- _Aufgabe_
Setze alles aus der Auflistung von der Zeile mit „the dark fireplace“ bis hinunter zur Zeile mit „x=431, y=245“ (beide eingeschlossen) in eine Markdown-Tabelle mit den Spalten Nummer und Zeile. Leerzeilen lässt du weg.

- _Auflistung_
────────────────────

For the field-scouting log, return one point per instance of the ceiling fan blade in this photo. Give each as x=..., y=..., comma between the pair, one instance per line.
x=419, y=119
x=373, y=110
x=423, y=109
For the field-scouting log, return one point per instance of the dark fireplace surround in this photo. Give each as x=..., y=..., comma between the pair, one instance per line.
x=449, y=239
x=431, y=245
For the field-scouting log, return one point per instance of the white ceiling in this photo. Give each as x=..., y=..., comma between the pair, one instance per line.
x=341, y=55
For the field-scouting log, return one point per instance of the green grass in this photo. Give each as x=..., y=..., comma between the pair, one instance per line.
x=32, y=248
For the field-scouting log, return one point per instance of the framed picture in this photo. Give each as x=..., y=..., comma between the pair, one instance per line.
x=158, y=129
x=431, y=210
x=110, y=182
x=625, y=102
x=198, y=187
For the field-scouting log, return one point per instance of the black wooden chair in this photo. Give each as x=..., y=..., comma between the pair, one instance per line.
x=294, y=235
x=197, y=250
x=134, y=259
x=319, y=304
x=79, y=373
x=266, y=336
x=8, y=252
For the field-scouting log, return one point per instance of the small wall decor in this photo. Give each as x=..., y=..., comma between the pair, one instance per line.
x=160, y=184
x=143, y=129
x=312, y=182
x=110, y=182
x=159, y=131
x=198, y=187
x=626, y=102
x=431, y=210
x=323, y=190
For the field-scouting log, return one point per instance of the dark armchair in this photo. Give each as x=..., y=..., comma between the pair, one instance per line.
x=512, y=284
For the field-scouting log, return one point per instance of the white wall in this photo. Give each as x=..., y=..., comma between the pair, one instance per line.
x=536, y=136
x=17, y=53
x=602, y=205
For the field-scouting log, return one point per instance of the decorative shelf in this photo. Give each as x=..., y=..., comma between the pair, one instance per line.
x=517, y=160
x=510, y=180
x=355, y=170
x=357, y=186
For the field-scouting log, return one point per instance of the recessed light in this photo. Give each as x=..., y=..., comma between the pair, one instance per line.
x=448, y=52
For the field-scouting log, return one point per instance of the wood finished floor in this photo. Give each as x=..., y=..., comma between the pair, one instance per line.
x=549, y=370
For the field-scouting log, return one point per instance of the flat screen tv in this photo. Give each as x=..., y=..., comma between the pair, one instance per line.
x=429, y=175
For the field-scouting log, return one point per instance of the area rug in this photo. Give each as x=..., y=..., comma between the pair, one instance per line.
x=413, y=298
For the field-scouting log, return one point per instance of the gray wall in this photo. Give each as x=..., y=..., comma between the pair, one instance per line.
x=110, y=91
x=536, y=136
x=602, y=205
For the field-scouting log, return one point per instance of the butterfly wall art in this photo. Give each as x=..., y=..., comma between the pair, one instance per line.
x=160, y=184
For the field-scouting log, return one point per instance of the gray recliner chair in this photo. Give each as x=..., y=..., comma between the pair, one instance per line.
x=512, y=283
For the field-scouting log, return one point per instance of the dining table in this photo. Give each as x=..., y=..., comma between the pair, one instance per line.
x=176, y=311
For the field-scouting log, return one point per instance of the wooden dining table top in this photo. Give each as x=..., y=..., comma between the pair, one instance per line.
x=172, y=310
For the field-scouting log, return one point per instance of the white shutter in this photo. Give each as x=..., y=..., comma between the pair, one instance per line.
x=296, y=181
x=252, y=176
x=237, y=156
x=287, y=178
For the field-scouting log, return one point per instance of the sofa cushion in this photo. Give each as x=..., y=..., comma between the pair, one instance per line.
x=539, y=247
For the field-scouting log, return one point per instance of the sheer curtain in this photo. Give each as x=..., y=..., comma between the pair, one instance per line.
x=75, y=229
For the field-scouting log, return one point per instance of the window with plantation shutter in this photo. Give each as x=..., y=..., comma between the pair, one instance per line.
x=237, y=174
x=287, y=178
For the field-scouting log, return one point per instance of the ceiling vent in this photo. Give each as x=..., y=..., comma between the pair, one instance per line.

────────────────────

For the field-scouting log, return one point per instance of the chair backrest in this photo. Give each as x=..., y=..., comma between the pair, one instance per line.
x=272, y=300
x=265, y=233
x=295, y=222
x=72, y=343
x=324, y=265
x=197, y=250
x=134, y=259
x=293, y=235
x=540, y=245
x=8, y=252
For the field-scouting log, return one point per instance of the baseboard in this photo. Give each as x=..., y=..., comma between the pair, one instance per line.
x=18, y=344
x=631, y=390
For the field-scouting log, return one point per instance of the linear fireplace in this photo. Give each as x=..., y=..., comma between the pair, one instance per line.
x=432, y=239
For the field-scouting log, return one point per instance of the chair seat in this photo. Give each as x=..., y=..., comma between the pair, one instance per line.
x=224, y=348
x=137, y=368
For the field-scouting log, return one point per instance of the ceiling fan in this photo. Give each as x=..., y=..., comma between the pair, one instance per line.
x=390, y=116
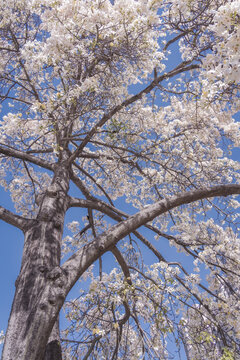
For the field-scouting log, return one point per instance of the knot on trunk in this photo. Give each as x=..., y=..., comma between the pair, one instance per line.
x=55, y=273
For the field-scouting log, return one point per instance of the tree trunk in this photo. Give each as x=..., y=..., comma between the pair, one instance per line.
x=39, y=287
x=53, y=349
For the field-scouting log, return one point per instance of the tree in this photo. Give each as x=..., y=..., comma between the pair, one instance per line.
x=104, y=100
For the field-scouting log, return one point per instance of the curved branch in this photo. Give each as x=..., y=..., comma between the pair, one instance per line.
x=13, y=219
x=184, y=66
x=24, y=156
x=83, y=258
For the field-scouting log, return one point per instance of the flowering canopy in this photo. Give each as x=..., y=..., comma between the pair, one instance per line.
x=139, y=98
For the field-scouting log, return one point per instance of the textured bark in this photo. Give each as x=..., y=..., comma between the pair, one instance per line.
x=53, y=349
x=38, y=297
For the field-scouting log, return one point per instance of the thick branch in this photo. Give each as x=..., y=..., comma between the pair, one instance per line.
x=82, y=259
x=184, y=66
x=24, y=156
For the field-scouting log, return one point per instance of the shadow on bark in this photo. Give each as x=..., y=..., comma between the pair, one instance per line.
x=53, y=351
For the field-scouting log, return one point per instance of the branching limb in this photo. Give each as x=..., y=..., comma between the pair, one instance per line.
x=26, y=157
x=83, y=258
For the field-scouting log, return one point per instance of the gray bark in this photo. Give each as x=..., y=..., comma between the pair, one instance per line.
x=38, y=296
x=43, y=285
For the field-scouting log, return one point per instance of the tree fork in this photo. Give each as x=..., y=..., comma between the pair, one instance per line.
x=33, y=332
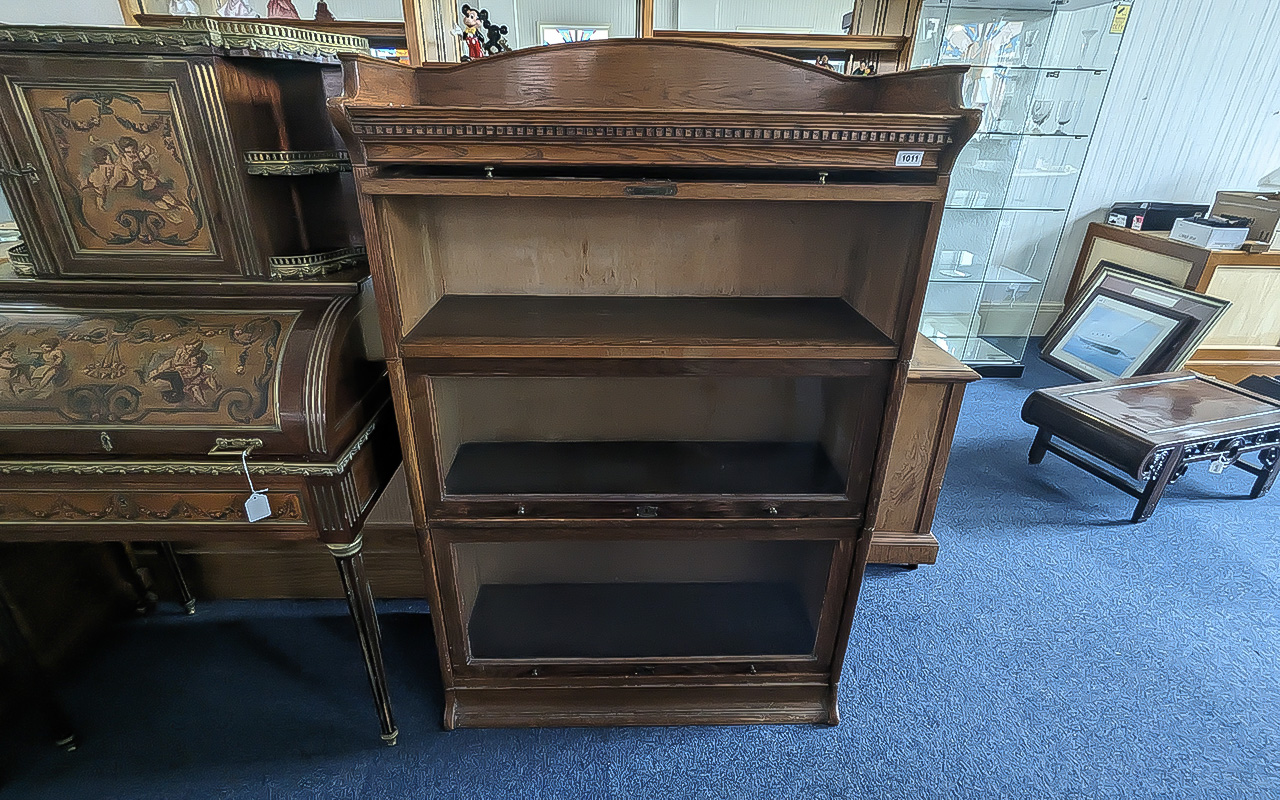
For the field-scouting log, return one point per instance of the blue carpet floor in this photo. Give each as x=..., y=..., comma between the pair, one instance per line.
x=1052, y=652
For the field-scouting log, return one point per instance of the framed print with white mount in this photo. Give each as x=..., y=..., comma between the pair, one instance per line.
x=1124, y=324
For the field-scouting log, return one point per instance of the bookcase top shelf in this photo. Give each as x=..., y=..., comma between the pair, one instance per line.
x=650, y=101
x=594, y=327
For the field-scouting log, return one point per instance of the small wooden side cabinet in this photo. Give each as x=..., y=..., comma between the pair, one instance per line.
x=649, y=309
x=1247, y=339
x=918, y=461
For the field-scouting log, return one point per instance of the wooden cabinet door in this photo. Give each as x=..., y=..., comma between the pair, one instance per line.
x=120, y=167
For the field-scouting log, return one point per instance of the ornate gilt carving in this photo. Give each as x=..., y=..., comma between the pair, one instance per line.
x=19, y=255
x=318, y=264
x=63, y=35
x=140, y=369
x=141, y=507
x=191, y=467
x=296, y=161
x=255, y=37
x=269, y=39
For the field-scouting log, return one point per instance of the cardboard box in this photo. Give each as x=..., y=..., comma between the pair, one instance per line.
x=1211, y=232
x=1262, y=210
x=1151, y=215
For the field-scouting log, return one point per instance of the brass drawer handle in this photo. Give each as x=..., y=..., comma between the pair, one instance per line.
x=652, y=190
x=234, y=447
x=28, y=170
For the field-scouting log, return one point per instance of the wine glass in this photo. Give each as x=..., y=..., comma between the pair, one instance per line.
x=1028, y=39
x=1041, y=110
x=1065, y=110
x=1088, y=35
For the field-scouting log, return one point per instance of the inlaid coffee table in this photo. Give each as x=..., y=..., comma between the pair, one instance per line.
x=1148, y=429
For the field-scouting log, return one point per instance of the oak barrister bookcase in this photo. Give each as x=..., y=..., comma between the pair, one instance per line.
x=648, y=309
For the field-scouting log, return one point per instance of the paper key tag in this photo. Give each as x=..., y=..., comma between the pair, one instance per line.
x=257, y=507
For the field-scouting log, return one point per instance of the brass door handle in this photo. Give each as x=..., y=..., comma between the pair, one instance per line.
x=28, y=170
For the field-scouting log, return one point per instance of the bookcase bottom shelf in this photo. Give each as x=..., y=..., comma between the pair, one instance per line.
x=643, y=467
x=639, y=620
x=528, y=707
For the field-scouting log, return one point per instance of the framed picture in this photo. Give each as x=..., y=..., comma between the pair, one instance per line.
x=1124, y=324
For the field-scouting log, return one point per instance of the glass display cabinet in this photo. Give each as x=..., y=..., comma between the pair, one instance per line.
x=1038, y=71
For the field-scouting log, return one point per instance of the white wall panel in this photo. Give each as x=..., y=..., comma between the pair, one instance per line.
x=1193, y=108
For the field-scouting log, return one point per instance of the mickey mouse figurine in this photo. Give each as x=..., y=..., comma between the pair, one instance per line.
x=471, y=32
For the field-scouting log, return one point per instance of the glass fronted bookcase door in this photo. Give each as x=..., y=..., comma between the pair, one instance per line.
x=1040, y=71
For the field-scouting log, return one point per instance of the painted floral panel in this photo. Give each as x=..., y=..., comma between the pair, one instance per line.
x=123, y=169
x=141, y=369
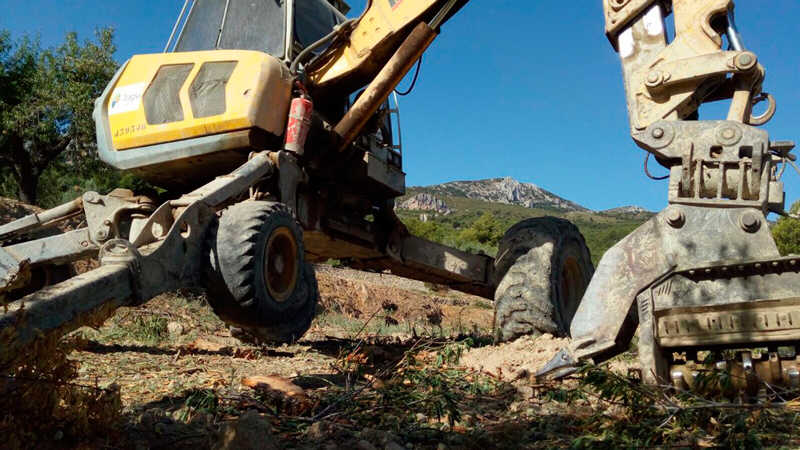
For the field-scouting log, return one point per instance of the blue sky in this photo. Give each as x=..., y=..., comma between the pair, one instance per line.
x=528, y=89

────────────────────

- _Erwartete Ausgabe_
| Nummer | Zeile |
|---|---|
| 1 | For the field-scouting log, return one point per instance of the dark fireplace surround in this photo. Give each as x=..., y=..., comma between the pair, one instance per line. |
| 2 | x=449, y=239 |
| 3 | x=431, y=245 |